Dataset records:
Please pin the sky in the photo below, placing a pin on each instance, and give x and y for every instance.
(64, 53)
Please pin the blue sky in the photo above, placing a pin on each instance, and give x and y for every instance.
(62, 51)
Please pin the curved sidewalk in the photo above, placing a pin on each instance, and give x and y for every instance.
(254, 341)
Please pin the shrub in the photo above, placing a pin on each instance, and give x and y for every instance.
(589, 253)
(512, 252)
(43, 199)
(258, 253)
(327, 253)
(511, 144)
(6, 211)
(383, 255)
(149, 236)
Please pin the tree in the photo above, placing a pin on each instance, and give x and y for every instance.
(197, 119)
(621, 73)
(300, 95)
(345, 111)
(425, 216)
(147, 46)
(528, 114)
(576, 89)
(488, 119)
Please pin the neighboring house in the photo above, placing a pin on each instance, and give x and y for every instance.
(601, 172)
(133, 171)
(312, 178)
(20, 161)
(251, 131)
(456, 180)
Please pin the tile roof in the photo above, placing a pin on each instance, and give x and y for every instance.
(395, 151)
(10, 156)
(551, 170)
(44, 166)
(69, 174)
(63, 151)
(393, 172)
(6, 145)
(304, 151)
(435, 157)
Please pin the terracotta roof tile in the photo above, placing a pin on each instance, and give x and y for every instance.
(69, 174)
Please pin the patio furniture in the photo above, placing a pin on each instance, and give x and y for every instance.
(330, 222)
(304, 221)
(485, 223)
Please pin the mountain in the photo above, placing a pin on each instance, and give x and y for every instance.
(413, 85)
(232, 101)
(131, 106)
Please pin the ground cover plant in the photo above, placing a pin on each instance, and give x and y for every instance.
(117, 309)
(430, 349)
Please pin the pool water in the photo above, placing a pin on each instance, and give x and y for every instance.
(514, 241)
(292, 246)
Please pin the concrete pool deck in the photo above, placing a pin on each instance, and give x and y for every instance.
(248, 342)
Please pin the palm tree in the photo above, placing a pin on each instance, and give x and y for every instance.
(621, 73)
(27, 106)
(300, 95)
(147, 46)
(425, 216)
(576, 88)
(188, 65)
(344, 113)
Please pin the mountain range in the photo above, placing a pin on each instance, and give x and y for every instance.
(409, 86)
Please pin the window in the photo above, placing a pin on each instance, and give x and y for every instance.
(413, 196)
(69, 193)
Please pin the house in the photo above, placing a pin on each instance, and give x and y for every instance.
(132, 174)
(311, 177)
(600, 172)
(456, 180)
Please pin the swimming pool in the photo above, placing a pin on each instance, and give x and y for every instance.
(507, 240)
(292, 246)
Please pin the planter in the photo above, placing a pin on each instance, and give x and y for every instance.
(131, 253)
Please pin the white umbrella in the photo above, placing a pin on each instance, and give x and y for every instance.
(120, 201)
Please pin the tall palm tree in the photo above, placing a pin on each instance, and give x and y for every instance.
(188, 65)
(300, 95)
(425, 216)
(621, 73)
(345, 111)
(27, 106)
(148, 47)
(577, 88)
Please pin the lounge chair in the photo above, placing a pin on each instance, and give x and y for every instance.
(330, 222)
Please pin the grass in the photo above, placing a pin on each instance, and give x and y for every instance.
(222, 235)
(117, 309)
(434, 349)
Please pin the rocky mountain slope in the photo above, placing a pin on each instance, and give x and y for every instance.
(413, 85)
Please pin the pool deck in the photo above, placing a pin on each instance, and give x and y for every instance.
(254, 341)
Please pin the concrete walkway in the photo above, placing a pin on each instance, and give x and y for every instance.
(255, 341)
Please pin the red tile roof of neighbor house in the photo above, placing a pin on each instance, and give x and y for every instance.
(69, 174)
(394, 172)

Task instructions: Please print the data above exactly as it appears.

Result for this task:
Please pin the sky in the photo below, placing a pin on each instance, and give x and y for every instance.
(64, 53)
Please pin the blue sky in the photo above, placing a pin on each instance, and give x and y for every instance.
(62, 51)
Please pin the curved sidewalk in the photo above, placing a pin on each instance, and give x and y for every instance.
(254, 341)
Please pin the shrub in the photo above, placing a pin on each instance, and give x and y for every instance.
(589, 253)
(512, 252)
(43, 199)
(258, 253)
(327, 253)
(511, 144)
(6, 211)
(383, 255)
(149, 236)
Please pin the tree in the photo above, placing a pin on each instance, and give x and y for every instance.
(197, 119)
(621, 73)
(300, 95)
(345, 111)
(425, 216)
(147, 46)
(528, 114)
(576, 89)
(488, 119)
Please pin the neighboring house in the photo above, placing a pin on each instance, and give x and y for every instance.
(601, 172)
(133, 171)
(312, 178)
(20, 161)
(251, 131)
(456, 180)
Please pin the tile roof in the photo above, placing a pin on each instance, and give x and y for every instance.
(395, 151)
(10, 156)
(551, 170)
(44, 166)
(69, 174)
(63, 151)
(393, 172)
(6, 145)
(304, 151)
(435, 157)
Please pin the terracotta roof tile in the photo above, placing a pin on each instance, and give x and y for every instance.
(69, 174)
Please pin the patio furniture in the photo above, placing a pin on each instance, and give x and y for every instance.
(330, 222)
(304, 221)
(485, 223)
Please pin the mountain in the photo above, placing a pin on each instance, and give x and y for every instance.
(413, 85)
(232, 101)
(131, 106)
Please pin the ground cover plant in the photo above, placing a pin on each instance, and give x and y for every instance.
(117, 309)
(430, 349)
Please pin the pool water in the photo above, placing a pin on each instance, and give x and y for every instance.
(514, 241)
(292, 246)
Please pin the concrete pool deck in the photo above, placing a pin on each instance, and give x and y for every instance.
(248, 342)
Please pin the palm tree in the photo above, placing a pin on each instance, and give x and y for every instance.
(621, 73)
(27, 106)
(300, 95)
(147, 46)
(425, 216)
(576, 88)
(188, 65)
(344, 113)
Please pin the mountain range in the photo above, placing a pin on each instance, and give x and y for every instance.
(409, 86)
Please pin the window in the photo above, placing a pin on each instance, and give x and y for every instance.
(413, 196)
(69, 193)
Please pin the house in the photo above, placing a pin on each instance, and give x and y for every instance.
(132, 174)
(311, 177)
(600, 172)
(456, 180)
Please pin the swimming pool in the photo above, placing a pin on each instance, and give x and y for every instance.
(507, 240)
(292, 246)
Please pin the planter in the photo above, placing a pin on each instance, and give x and y for every instance.
(131, 253)
Please pin the white umbrella in the photo above, placing a pin on each instance, and give x and y for every instance.
(120, 201)
Please pin the tall palm tree in the photo above, placing a pin on each instance, and give x and y for every instance.
(188, 65)
(300, 95)
(425, 216)
(621, 73)
(345, 111)
(27, 106)
(148, 47)
(577, 88)
Please pin the lounge chair in the photo above, placing a pin on each instance, and give x and y for every instance.
(330, 222)
Please pin the grass in the photo above, placing a pin on each instance, and give x and y for every instance.
(222, 235)
(117, 309)
(434, 349)
Please pin the rocky mountain slope in the photo above, placing a pin on each instance, and give x and y for every instance.
(413, 85)
Please pin the pool deck in the photo above, placing a pin on each instance, and give x and y for every instance.
(254, 341)
Please pin the concrete walkway in the photo above, placing a pin on each instance, and give x and y for every instance.
(255, 341)
Please pin the red tile roof of neighbor house in the photo above, placing a pin on each instance, and give x and y for every instance.
(69, 174)
(394, 172)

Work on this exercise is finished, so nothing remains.